All of that said, I guess it is time to begin my discussion of the Standard. For clarity, the actual words of the Standard are in bold type, and my comments in italic type.

General Appearance: The first impression of a good German Shepherd Dog is that of a strong, agile, well-muscled animal, alert, and full of life. It is well balanced, with harmonious development of the forequarter and hindquarter. The dog is longer than tall, deep-bodied, and presents an outline of smooth curves rather than angles. It looks substantial and not spindly, giving the impression, both at rest and in motion, of muscular fitness and nimbleness without any look of clumsiness or soft living. The ideal dog is stamped with a look of quality and nobility-difficult to define, but unmistakable when present. Secondary sex characteristics are strongly marked, and every animal gives a definite impression of masculinity or femininity, according to its sex.

Much of what we need to know about the German Shepherd Dog is included in this brief first paragraph. Although the rest of the Standard defines the characteristics of the breed in significantly more detail, we should never lose sight of this beautiful snapshot of the ideal German Shepherd Dog.

Balance is a key theme of this paragraph, and balance should be of paramount importance to us all. Balance in structure and balance in temperament are both implied. Strength and agility are paired so that one does not dominate the other. Harmonious development of forequarter and hindquarter is called for. Neither part of the dog should dominate, be exaggerated, or be out of proportion. The dog is to be alert and full of life, with nobility. This implies a curious, confident dog that should be lively yet tractable.

The description of a dog that is longer than tall, and deep bodied seems clear enough on the surface, but for some reason both of these characteristics are points of disagreement within the breed. How much longer than tall is often debated (even though the proportions are called out later in the Standard). Where to take the measurements is left quite open, and the question of how deep bodied? is often argued over (although, once again, it is better defined later in the Standard). Adding to the debate over these issues is the fact that the slight differences between the language in the AKC Standard and the SV Standard tend to lead to preferences on opposite sides of the overlapping middle ground. It is not my intent, however, to discuss those issues here. I have done that in several other articles comparing the various GSD Standards.

(All of those pieces are available on my web site at, and one of them was published in the April 2000 issue of the GSDCA Review magazine.)

The opening paragraph goes on to discuss an outline of curves rather than angles. Again, more is said on this topic later in the Standard, but in essence, the line from the neck, through the withers, back, croup, and tail set should be continuous, gentle curves, without, breaks, corners or angles. This description could also be interpreted to imply a curvature of stifle rather than straight hindquarters.

Substance and muscular fitness are emphasized, with substance limited by the balancing concept of great nimbleness and a lack of clumsiness.

Lastly, males and females should be distinct from one another, the undefined secondary sex characteristics being such things a relative coarseness and refinement of heads, size, substance, and muscle mass.

Extracted entries –
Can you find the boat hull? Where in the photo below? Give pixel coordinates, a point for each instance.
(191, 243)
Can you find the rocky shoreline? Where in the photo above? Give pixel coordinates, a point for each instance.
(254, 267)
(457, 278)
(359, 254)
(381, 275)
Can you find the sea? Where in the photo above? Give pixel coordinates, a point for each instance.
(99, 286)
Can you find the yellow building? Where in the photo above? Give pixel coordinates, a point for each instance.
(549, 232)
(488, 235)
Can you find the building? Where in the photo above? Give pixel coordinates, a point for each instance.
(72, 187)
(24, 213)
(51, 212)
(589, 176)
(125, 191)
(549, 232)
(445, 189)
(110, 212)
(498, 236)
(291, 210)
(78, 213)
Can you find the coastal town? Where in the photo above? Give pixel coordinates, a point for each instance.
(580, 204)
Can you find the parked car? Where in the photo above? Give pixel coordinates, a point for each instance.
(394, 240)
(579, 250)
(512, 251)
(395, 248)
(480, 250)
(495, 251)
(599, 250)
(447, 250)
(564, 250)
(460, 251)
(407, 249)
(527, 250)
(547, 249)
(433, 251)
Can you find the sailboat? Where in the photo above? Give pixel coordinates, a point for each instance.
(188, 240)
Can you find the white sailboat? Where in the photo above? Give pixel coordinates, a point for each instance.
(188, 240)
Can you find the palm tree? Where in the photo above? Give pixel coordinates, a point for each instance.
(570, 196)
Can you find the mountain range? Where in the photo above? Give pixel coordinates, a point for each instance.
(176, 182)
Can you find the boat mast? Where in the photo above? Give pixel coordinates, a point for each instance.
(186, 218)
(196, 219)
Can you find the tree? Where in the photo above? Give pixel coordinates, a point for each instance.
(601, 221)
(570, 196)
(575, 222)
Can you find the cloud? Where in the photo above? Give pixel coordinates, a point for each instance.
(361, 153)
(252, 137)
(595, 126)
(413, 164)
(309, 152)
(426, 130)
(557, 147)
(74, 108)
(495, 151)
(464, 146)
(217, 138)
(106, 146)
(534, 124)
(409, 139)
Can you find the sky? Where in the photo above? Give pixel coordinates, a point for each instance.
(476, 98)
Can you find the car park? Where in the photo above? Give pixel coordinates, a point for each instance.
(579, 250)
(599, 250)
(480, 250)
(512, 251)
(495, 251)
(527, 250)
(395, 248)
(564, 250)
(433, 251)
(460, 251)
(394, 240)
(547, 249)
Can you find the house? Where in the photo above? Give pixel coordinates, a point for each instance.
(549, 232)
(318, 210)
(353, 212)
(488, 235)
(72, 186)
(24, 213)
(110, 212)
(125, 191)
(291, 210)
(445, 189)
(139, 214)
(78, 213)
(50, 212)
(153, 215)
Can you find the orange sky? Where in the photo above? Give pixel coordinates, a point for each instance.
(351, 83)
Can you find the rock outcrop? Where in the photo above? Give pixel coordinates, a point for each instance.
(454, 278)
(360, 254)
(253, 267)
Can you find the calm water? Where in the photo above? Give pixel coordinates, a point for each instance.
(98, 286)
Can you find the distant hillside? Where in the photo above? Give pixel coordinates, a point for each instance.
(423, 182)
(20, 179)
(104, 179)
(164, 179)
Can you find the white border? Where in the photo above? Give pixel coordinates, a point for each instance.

Given instruction –
How would the commentary on the German Shepherd Dog Standard continue after its last sentence, the one about distinct males and females?

Final result –
Character: The breed has a distinct personality marked by direct and fearless, but not hostile expression, self-confidence, and a certain aloofness that does not lend itself to immediate and indiscriminate friendships. The dog must be approachable, quietly standing its ground and showing confidence and willingness to meet overtures without itself making them. It is poised, but when the occasion demands, eager and alert; both fit and willing to serve in its capacity as companion, watchdog, blind leader, herding dog, or guardian, whichever the circumstances may demand. The dog must not be timid, shrinking behind its master or handler; it should not be nervous, looking about or upward with anxious expression or showing nervous reactions, such as tucking of tail, to strange sounds or sights. Lack of confidence under any surroundings is not typical of good character. Any of the above deficiencies in character which indicate shyness must be penalized as very serious faults, and any dog exhibiting pronounced indications of these must be excused from the ring. It must be possible for the judge to observe the teeth and to determine that both testicles are descended. Any dog that attempts to bite the judge must be disqualified. The ideal dog is a working animal with incorruptible character combined with body and gait suitable for the arduous work that constitutes its primary purpose.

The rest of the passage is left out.